[Information provided Boundary: Start]
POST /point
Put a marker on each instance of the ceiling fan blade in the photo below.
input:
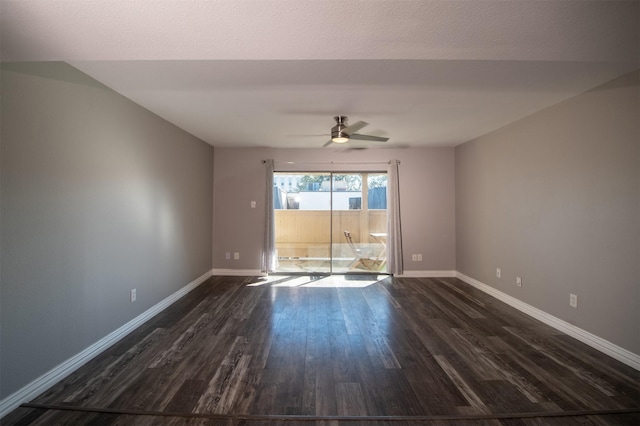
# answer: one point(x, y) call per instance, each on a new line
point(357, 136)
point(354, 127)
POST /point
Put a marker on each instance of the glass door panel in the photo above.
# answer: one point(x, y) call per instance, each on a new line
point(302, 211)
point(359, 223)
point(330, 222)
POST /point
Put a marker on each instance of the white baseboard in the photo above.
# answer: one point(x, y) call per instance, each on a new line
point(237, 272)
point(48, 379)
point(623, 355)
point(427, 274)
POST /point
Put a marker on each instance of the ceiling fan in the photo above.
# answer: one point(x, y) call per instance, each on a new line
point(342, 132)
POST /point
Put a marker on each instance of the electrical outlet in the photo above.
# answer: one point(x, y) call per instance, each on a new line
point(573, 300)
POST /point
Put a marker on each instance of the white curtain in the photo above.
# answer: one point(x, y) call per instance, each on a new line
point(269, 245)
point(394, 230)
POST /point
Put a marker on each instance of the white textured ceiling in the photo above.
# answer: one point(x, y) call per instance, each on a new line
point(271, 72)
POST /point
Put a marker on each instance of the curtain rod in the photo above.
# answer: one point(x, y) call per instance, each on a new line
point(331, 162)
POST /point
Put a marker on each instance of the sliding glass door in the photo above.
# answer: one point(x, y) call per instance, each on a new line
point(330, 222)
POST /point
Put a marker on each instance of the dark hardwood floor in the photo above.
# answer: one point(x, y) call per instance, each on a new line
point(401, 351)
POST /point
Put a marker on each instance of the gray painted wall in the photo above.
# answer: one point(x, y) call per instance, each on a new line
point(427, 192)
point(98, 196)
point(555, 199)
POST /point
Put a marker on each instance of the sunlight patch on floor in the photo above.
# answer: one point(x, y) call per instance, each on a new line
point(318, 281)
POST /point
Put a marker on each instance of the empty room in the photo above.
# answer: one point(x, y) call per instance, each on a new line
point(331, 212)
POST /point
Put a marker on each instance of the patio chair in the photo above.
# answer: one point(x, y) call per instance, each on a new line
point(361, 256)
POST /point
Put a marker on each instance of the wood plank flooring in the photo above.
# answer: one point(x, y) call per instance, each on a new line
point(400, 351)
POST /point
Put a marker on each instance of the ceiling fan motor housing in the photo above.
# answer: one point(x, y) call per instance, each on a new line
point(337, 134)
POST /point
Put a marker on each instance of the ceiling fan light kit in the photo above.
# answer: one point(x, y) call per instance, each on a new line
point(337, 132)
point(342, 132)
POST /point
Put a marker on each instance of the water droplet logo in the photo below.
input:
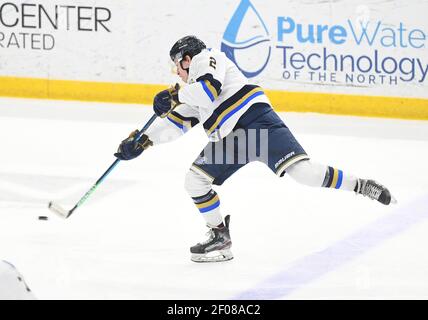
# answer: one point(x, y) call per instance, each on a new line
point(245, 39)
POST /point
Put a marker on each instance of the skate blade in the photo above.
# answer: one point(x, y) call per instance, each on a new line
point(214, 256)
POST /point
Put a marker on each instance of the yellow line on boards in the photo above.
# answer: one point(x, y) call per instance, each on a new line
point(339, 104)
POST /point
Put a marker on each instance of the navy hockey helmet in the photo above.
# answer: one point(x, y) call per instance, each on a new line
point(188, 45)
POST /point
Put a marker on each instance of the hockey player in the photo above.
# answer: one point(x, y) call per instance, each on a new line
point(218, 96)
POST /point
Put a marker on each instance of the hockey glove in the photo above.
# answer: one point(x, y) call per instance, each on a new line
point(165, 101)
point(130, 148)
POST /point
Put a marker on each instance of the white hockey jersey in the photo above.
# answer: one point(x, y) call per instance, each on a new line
[Information provided Boundary: End]
[Information provided Boundary: Start]
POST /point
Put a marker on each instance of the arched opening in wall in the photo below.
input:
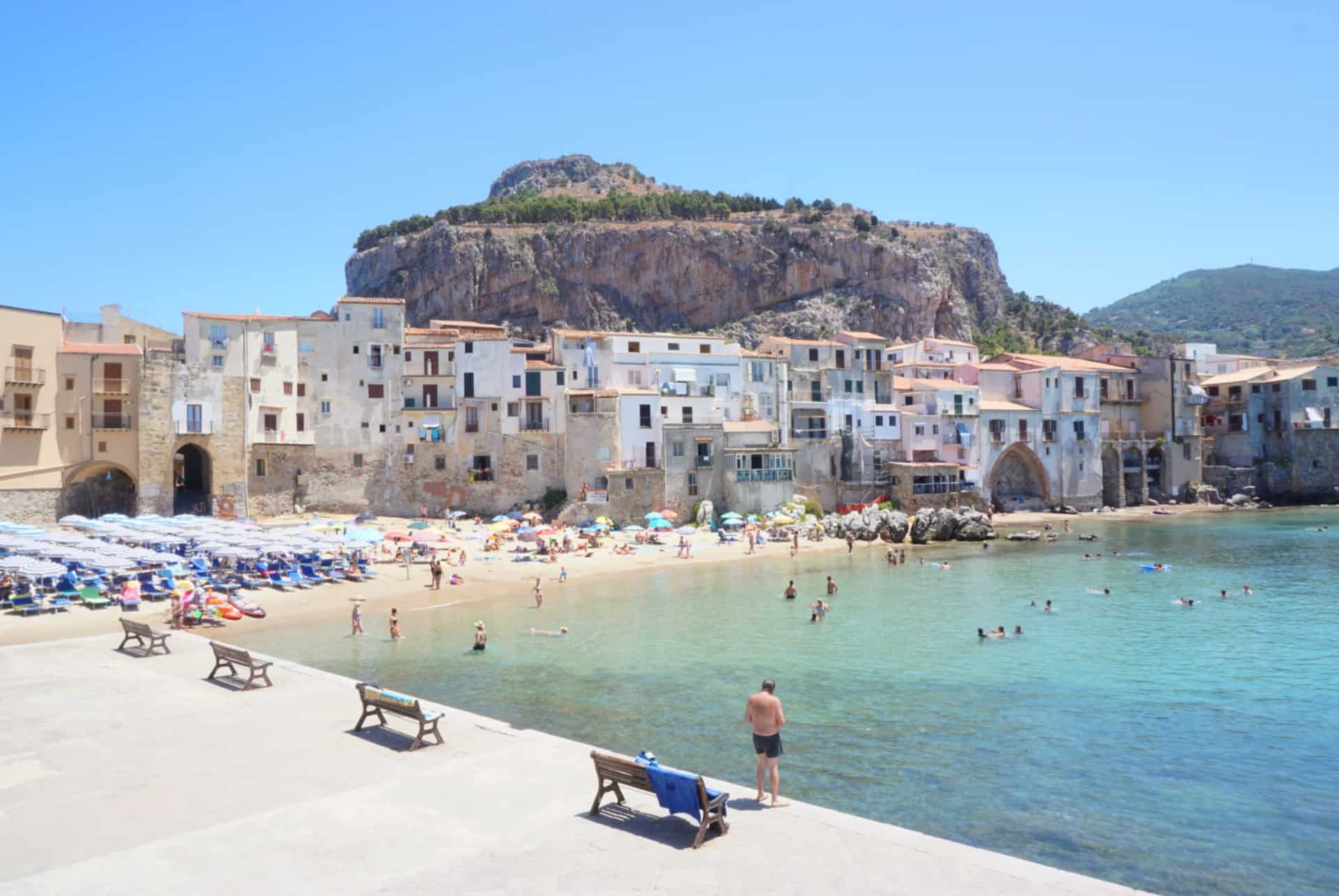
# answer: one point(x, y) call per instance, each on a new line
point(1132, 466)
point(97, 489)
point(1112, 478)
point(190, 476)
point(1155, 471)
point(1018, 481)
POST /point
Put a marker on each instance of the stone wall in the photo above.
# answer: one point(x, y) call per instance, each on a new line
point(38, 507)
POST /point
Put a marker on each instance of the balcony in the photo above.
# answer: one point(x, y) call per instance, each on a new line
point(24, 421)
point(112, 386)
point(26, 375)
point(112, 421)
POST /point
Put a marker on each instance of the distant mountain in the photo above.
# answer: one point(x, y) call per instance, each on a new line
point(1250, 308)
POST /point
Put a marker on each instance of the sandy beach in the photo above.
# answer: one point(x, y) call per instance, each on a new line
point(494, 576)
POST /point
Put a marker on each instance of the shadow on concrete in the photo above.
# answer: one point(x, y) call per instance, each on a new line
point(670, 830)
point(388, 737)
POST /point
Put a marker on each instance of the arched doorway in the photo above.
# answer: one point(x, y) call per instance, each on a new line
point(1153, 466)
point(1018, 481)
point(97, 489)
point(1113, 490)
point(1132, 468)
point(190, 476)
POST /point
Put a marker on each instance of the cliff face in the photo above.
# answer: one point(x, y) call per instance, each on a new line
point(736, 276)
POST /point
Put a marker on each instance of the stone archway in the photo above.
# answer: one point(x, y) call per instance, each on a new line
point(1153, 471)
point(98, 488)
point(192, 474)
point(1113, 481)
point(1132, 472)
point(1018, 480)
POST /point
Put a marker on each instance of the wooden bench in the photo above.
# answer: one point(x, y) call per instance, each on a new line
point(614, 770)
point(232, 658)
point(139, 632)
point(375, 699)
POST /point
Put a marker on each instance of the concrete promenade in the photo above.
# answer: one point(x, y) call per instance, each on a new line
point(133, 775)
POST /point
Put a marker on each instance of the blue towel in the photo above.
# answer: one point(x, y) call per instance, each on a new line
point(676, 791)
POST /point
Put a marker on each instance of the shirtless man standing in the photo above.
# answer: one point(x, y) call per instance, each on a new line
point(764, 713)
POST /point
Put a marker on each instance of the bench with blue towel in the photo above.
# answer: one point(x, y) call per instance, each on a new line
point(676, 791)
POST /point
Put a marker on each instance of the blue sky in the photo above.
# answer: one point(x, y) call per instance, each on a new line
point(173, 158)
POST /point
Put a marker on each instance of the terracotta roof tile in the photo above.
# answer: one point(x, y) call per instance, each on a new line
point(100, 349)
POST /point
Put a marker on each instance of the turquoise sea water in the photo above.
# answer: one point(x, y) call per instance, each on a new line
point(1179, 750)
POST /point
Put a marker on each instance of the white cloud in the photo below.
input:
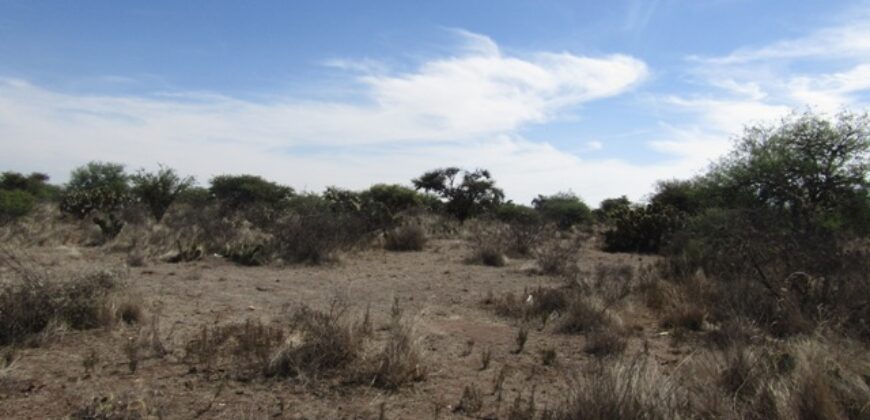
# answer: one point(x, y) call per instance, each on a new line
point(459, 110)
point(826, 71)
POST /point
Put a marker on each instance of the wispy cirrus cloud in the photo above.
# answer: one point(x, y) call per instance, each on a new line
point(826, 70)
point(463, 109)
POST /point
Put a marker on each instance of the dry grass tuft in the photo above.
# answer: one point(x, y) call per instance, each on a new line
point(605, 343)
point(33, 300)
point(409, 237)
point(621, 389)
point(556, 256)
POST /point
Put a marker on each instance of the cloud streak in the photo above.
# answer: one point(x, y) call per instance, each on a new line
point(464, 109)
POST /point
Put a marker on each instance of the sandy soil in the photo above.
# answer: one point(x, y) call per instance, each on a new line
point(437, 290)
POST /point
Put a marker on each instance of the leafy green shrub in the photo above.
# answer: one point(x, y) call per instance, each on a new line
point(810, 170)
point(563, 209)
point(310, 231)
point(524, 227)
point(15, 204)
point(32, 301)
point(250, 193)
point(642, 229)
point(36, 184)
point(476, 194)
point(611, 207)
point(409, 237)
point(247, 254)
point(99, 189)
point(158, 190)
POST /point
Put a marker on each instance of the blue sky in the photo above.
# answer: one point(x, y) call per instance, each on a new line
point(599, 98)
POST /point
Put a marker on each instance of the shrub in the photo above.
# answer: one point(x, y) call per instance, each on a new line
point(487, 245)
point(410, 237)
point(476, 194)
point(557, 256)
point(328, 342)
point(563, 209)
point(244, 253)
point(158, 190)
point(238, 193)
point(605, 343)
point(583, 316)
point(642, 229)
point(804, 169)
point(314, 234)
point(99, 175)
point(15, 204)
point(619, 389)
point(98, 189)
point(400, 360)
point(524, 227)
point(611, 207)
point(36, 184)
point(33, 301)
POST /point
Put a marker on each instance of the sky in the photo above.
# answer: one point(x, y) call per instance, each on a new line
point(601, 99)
[Information provided Boundary: End]
[Information provided Boundary: Start]
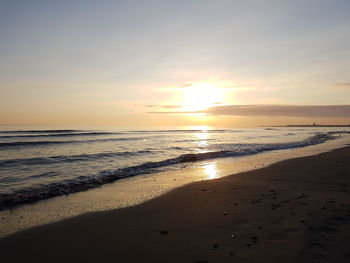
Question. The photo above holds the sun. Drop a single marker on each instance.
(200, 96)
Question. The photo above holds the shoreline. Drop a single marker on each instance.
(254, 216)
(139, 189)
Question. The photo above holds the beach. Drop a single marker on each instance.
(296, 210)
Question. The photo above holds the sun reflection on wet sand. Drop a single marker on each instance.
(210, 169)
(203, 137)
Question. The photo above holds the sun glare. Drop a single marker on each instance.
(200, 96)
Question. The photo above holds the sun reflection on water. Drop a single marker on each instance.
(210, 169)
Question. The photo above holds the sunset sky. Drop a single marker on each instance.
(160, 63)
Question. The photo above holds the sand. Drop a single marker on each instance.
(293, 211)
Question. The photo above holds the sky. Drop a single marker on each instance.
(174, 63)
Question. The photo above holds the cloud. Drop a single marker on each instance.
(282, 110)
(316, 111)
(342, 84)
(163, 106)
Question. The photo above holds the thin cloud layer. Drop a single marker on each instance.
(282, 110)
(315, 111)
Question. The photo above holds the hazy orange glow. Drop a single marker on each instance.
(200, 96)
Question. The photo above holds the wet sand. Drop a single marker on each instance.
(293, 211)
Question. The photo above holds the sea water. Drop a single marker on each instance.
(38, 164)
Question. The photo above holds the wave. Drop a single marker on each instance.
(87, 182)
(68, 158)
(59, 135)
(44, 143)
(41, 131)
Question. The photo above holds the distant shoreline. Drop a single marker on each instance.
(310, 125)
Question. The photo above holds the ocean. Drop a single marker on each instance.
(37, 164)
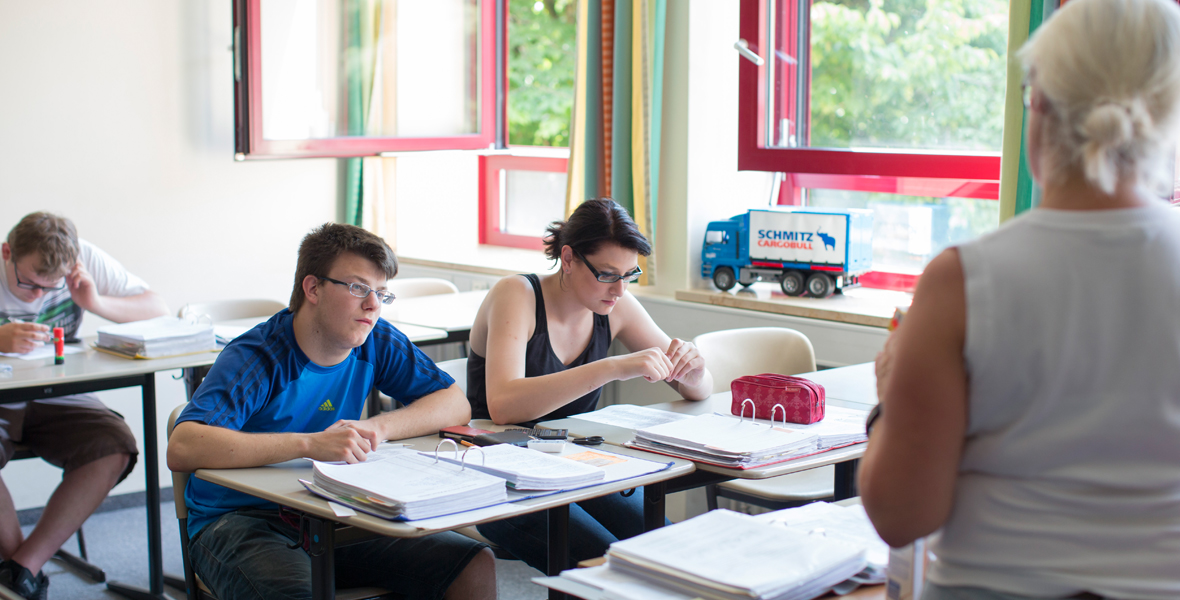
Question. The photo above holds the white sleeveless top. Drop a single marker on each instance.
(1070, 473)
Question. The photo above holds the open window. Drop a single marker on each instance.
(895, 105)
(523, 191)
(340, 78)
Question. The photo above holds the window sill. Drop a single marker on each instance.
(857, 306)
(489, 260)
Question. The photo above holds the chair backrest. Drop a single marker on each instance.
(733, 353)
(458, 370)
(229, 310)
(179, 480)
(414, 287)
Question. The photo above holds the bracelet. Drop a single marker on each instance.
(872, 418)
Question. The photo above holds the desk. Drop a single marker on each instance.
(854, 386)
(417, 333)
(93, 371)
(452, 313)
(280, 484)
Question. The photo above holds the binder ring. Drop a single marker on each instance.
[Information provided Boundary: End]
Lines containing the word "wall" are to be pulled from the records and copied.

■ **Your response**:
Put a marker on each instance of the gray painted wall in the photo above.
Put a marker on each instance of the arched opening in wall in the photo below.
Put a marker on each instance of the stone wall in the photo above.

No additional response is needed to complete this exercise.